Short problem A: Decide whether each statement agrees with the article on the chicken dung dispute in Benguet below, answering yes or no and quoting the deciding words: (i) the chicken dung is transported from upland poultry farms; (ii) the Temporary Restraining Order was issued on June 16; (iii) the La Trinidad mayor was among those ordered to stop selling and storing the fertilizer.
Short problem B: Return the passage of the article on the chicken dung dispute in Benguet word for word, starting at "The stinking, but" and ending at "signed the TRO.".
Short problem C: Resume the article on the chicken dung dispute in Benguet from the point where it stops.

Excerpt provided:
****************************************

The dung war heightens in Benguet
June 28, 2009 in Cordillera
By LYN V. RAMO
www.nordis.net
LA TRINIDAD, Benguet – While local government officials here and their counterparts in the provincial board are churning up ordinances on the transport, sale and storage of chicken dung, business persons engaged in the trade turned to legal remedies.
The stinking, but beneficial, stuff transported from lowland poultry farms, is the subject of discussions not only in legislative and judiciary arena, but in jeepney stops and barber shops as well.
On June 16 the Regional Trial Court Branch 63 here issued a Temporary Restraining Order (TRO) against the sale and storage of chicken manure in Barangay Shilan here until said court further issues orders. Judge Benigno M. Galacgac signed the TRO.
Among those ordered to cease and desist from selling and storing the alternative fertilizer are La Trinidad Mayor Artemio Galwan and Shilan Barangay Captain Georgina Delmas.
Others named in the TRO are Moises Galawa, Benito Hipolito, Beatriz Digman, Jocelyn Digman, Edwin Essaley and Mrs. Miguel Bogsit. Their assigns, heirs all persons acting for and in their behalf, and all persons acquiring rights from them were also directed to stop selling and storing chicken dung.

****************************************

Dataset content:
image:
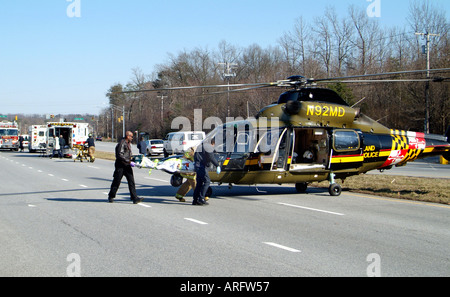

****************************************

Result A:
(i) No: "The stinking, but beneficial, stuff transported from lowland poultry farms"
(ii) Yes: "On June 16 the Regional Trial Court Branch 63 here issued a Temporary Restraining Order (TRO)"
(iii) Yes: "Among those ordered to cease and desist from selling and storing the alternative fertilizer are La Trinidad Mayor Artemio Galwan"

Result B:
The stinking, but beneficial, stuff transported from lowland poultry farms, is the subject of discussions not only in legislative and judiciary arena, but in jeepney stops and barber shops as well.
On June 16 the Regional Trial Court Branch 63 here issued a Temporary Restraining Order (TRO) against the sale and storage of chicken manure in Barangay Shilan here until said court further issues orders. Judge Benigno M. Galacgac signed the TRO.

Result C:
The TRO stemmed from a petition earlier filed by the Shilan Out-of-school Youth and Extension Association represented by Belter Pulac, Edmundo A. Lubos, Francisco Pi-ay, Billy Pulac and Benito V. Juan.
On Wednesday, the court received two sets of manifestations, one saying that the youth organization represented by Belter Pulac did not authorize him to sign as a petitioner in the said civil case for injunction, the other stating that Francisco Pi-ay, another petitioner, did not understand the document he signed and was retracting.
Taking off from an earlier court decision, the petitioners allege that chicken dung is a public nuisance and therefore should be banned.
The RTC Branch 10 here ruled in Civil Case No. 91-CV-0644 that the sale of chicken dung in Sitio Dengsi, Tawang, is a “nuisance, unsanitary, and affects the health of the community.” The Court of Appeals confirmed the decision of the lower court, thus, since January 2008, the sale of the manure stopped, upon Galwan’s orders.
Recently, however, the town council allowed the sale and storage through Municipal Ordinance No. 7-2008, specifying that the sale must be governed by certain terms and conditions which must first be complied with.
The town council prescribed a 200-meter distance from public roads, residential areas and schools.
In its sessions on June 15 and 22, the provincial board tackled the issue as to whether it would affirm the town ordinance, but later decided against it citing the council with exceeding its authority because of the court ruling that the chicken dung is a public nuisance. The board also exercised its power to promote general welfare of its people. The board Monday approved on second reading the resolution rendering the La Trinidad ordinance invalid.
As this developed, Galwan said the board proposal declaring the local ordinance invalid may not hold water, invoking a provision of the Local Government Code.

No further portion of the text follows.